WORK INSTRUCTIONS: Count the lines in the rows below that contain the string "ends", with case counting, and give only that number.
[SUPPLIED RECORDS Boundary: Start]
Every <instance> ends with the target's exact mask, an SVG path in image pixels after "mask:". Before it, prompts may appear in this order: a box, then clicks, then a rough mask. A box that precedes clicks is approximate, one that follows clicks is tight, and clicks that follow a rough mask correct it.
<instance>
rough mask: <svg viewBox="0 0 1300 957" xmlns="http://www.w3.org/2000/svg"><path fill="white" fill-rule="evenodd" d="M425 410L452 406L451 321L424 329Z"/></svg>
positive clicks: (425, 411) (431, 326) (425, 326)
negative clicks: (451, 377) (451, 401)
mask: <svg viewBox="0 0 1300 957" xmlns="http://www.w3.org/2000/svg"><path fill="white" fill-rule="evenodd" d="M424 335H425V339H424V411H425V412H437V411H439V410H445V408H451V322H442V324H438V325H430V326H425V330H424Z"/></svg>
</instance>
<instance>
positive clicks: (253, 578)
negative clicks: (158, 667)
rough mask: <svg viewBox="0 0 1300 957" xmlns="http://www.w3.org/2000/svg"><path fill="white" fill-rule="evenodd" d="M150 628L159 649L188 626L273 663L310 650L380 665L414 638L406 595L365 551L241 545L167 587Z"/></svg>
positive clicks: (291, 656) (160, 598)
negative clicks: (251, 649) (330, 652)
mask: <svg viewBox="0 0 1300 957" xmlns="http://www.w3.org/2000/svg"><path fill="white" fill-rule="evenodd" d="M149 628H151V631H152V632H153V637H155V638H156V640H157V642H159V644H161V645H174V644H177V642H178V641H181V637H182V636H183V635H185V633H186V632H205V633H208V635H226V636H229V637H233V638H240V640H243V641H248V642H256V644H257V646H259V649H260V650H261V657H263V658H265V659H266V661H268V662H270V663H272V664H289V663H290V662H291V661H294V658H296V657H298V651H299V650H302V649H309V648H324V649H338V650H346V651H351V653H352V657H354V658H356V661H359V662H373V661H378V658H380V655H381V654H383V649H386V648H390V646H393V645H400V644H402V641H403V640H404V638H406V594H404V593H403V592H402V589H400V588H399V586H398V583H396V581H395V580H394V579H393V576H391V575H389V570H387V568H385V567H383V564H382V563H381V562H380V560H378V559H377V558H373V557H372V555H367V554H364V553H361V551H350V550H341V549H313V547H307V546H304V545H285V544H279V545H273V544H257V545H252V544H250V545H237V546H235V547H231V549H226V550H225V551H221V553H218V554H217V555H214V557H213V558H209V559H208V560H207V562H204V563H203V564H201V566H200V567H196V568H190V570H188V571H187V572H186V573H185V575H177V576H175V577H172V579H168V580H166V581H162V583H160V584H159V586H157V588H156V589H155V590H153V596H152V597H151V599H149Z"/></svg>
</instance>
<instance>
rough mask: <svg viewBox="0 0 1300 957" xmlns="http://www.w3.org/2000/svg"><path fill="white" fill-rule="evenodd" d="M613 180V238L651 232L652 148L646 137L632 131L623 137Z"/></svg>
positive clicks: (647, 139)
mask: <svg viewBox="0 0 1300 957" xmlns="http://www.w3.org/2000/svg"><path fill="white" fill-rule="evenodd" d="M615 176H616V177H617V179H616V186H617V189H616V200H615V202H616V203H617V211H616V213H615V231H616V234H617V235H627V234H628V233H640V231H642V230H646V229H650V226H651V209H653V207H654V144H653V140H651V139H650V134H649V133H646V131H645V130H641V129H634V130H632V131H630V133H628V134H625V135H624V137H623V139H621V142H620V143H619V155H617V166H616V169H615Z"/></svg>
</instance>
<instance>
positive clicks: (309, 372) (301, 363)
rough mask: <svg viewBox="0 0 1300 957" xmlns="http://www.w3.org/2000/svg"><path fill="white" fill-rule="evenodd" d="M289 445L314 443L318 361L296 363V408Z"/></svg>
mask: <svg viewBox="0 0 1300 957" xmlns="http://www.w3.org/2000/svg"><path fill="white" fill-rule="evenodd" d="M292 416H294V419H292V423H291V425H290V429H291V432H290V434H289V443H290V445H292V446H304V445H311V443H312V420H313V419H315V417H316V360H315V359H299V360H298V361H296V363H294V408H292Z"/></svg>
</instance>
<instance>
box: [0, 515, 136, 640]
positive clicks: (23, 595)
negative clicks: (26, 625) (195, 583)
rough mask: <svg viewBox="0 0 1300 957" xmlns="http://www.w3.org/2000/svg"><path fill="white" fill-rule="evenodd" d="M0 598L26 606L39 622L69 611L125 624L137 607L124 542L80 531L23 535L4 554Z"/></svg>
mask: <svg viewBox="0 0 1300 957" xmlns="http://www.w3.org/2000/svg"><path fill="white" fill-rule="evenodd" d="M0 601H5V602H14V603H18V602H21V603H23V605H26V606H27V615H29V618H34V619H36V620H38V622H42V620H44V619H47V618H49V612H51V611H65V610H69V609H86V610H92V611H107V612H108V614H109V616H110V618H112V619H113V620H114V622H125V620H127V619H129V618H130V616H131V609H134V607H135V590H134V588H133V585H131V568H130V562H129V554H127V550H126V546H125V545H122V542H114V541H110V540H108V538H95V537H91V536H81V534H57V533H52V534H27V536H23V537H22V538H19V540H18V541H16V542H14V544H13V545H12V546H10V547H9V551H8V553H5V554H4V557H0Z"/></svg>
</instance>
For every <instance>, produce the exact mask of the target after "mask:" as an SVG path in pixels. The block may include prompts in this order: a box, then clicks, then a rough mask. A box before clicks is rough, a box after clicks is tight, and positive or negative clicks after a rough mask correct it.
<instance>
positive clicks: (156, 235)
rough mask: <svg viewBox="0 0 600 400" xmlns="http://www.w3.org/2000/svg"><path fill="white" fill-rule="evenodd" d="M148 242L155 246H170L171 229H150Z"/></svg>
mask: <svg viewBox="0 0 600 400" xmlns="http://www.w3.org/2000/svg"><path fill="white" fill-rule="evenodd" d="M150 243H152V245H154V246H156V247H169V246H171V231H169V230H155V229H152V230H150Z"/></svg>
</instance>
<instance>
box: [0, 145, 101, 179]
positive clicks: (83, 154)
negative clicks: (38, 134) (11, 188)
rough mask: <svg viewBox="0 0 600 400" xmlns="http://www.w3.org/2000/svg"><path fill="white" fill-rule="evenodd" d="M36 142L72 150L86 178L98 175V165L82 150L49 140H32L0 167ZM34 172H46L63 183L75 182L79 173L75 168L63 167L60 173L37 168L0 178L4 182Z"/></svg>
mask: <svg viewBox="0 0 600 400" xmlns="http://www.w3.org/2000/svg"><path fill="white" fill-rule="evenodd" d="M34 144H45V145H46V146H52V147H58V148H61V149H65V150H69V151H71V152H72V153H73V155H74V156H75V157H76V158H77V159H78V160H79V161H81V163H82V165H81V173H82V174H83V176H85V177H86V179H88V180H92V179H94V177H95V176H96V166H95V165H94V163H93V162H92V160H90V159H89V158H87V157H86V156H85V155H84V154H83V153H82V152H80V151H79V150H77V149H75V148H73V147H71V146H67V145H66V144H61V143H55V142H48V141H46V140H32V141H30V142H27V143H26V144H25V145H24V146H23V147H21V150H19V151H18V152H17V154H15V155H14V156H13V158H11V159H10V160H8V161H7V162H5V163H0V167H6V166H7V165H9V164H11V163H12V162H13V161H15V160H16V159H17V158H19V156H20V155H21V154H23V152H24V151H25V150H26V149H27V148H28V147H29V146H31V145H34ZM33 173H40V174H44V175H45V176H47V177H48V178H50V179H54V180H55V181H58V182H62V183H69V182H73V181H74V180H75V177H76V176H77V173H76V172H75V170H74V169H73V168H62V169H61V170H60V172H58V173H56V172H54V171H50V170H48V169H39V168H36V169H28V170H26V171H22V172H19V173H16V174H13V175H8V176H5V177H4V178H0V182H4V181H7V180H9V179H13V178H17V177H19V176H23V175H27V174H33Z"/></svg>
[SUPPLIED RECORDS Boundary: End]
ANSWER FOR THIS EXERCISE: 1